### TASK STATEMENT
All of the listing below must be repeated word for word. Pictures are the only thing to omit.

(Lines of data)
◆ ◆ ◆
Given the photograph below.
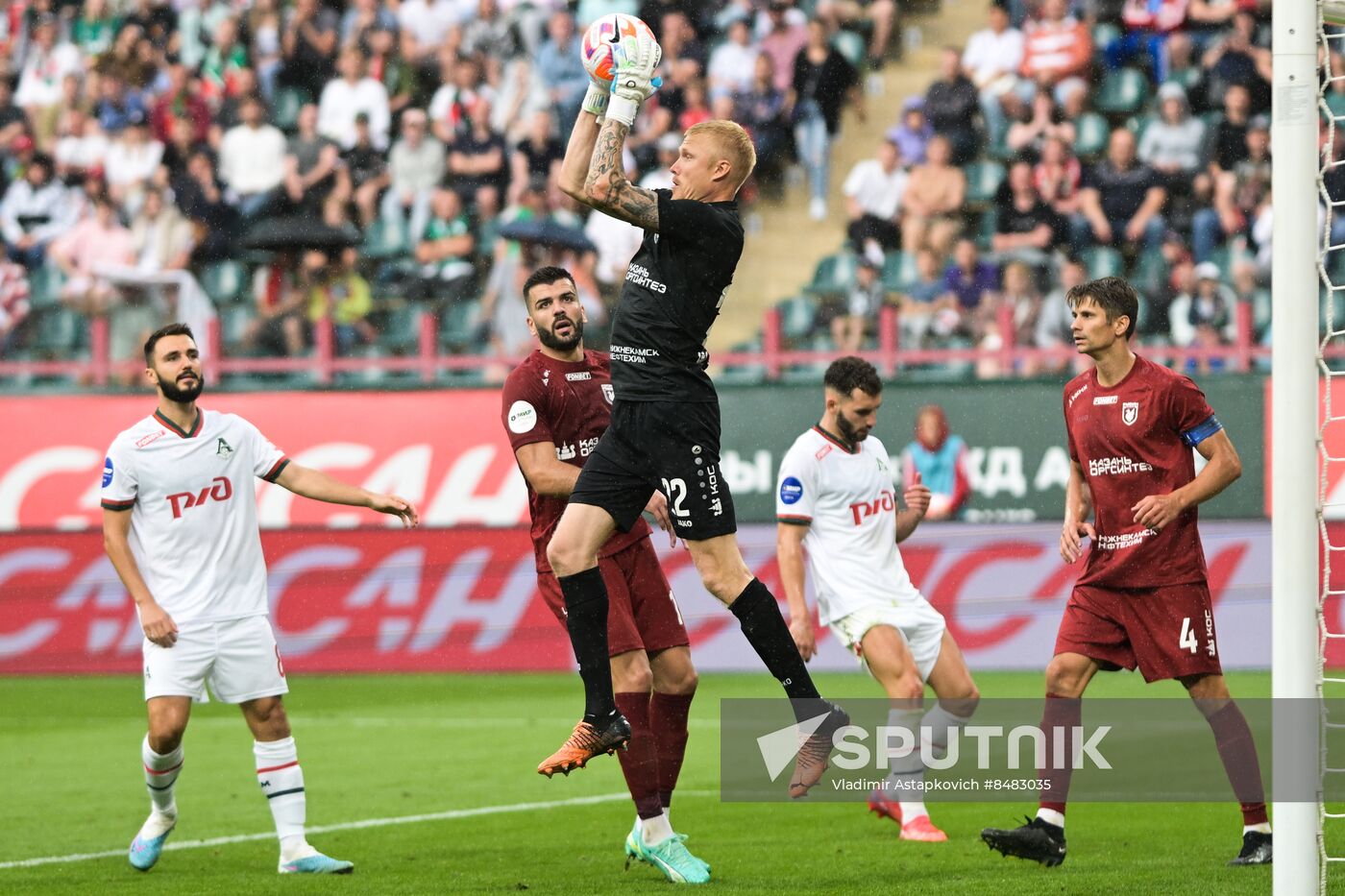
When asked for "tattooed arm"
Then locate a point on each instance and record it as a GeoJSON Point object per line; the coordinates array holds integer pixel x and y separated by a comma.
{"type": "Point", "coordinates": [607, 187]}
{"type": "Point", "coordinates": [577, 155]}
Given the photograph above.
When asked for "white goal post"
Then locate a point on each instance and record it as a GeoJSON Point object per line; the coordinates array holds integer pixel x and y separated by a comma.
{"type": "Point", "coordinates": [1298, 249]}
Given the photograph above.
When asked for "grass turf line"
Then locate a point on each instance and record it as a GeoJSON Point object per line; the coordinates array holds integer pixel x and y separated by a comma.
{"type": "Point", "coordinates": [399, 745]}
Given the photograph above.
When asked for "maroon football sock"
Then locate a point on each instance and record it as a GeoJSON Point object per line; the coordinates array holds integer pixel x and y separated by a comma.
{"type": "Point", "coordinates": [668, 718]}
{"type": "Point", "coordinates": [1064, 714]}
{"type": "Point", "coordinates": [639, 762]}
{"type": "Point", "coordinates": [1237, 751]}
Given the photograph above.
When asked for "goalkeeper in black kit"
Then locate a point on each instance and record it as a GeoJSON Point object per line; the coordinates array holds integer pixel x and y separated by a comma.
{"type": "Point", "coordinates": [665, 432]}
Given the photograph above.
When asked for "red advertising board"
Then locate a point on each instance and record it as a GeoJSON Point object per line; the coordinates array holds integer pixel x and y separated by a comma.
{"type": "Point", "coordinates": [446, 451]}
{"type": "Point", "coordinates": [466, 599]}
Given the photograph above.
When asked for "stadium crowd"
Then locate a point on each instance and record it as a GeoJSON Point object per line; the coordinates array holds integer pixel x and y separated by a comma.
{"type": "Point", "coordinates": [1066, 141]}
{"type": "Point", "coordinates": [279, 166]}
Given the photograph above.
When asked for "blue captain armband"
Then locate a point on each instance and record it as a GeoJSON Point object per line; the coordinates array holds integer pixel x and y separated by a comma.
{"type": "Point", "coordinates": [1204, 430]}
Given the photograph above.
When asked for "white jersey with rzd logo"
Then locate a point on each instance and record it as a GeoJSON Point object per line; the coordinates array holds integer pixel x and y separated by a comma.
{"type": "Point", "coordinates": [849, 503]}
{"type": "Point", "coordinates": [192, 507]}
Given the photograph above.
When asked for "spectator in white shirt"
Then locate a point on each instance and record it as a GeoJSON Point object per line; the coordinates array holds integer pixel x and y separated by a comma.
{"type": "Point", "coordinates": [414, 166]}
{"type": "Point", "coordinates": [44, 67]}
{"type": "Point", "coordinates": [81, 148]}
{"type": "Point", "coordinates": [426, 23]}
{"type": "Point", "coordinates": [132, 160]}
{"type": "Point", "coordinates": [346, 97]}
{"type": "Point", "coordinates": [991, 61]}
{"type": "Point", "coordinates": [873, 194]}
{"type": "Point", "coordinates": [252, 159]}
{"type": "Point", "coordinates": [733, 62]}
{"type": "Point", "coordinates": [34, 211]}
◆ ◆ ◆
### CORRECT RESULT
Given the photograph below.
When asked for "tattooed arm"
Then locate a point on each instance and record it as a GeoJSON Point object per line; the coordinates array holds integer pixel x and y separated by a comma.
{"type": "Point", "coordinates": [607, 187]}
{"type": "Point", "coordinates": [577, 155]}
Given the photograph above.
When asked for "white goal post"
Then locate a point on each instance and record it as a GeoJSON Point object per line; the coordinates array holds integer pixel x and y separated by a comma.
{"type": "Point", "coordinates": [1298, 249]}
Given the photograph above.
When asked for "grass turf line"
Then locate a point on each instance and record it as a GeoJSON Point object per line; the coordinates array holds integer pixel x and y separated by a comma.
{"type": "Point", "coordinates": [399, 745]}
Given the photograph above.
When asked for "maroon football sock"
Then locate a point on each instance and record it as a GeoJSON Point object per line; the coordinates array holds integer pixel x and y separated by a comma.
{"type": "Point", "coordinates": [668, 718]}
{"type": "Point", "coordinates": [1064, 714]}
{"type": "Point", "coordinates": [639, 762]}
{"type": "Point", "coordinates": [1237, 751]}
Given the photograph above.
When asked for "goalkeeper in black kit"
Then locate a point on each instance and record it as a GeoJSON Point object per line; the coordinates array holds integer pixel x and y separated by a comma.
{"type": "Point", "coordinates": [665, 432]}
Given the photograph above.
When asked for "red advertising board"
Then locate a point on each instance and record it as a GeoJSON Point object per line; the coordinates array holds integer pixel x and y separated by a comma.
{"type": "Point", "coordinates": [446, 451]}
{"type": "Point", "coordinates": [466, 599]}
Given the photograph above.
When asked for "stadium crowd"
Then locate a point on each instance and record it as a GeoJSON Point object per line; the coordinates array holds integer pixel x and y separated by a comma.
{"type": "Point", "coordinates": [1066, 141]}
{"type": "Point", "coordinates": [279, 166]}
Given the photograph above.
When asked for "blue captain armband"
Then locate a point on each instance and record it as a GeoJSON Point object per line; the coordinates array holds integer pixel x and y separated by a comma.
{"type": "Point", "coordinates": [1204, 430]}
Given the photograph above.
When asked for "white jersey with rzd logo"
Then locate a point on each instance and record it as a GeoJSON Point object per line; the coordinates array holds integer pixel x and y separated by a comma.
{"type": "Point", "coordinates": [849, 503]}
{"type": "Point", "coordinates": [192, 507]}
Given the photograph above.
When asked for "spectator in white shirt"
Then locate a point on each instance and record it as a GeoJSON Point object per line; the coordinates array holds integer pixel x and y separated by a comma.
{"type": "Point", "coordinates": [414, 166]}
{"type": "Point", "coordinates": [44, 67]}
{"type": "Point", "coordinates": [81, 148]}
{"type": "Point", "coordinates": [426, 23]}
{"type": "Point", "coordinates": [132, 160]}
{"type": "Point", "coordinates": [346, 97]}
{"type": "Point", "coordinates": [991, 61]}
{"type": "Point", "coordinates": [873, 194]}
{"type": "Point", "coordinates": [252, 159]}
{"type": "Point", "coordinates": [733, 62]}
{"type": "Point", "coordinates": [34, 211]}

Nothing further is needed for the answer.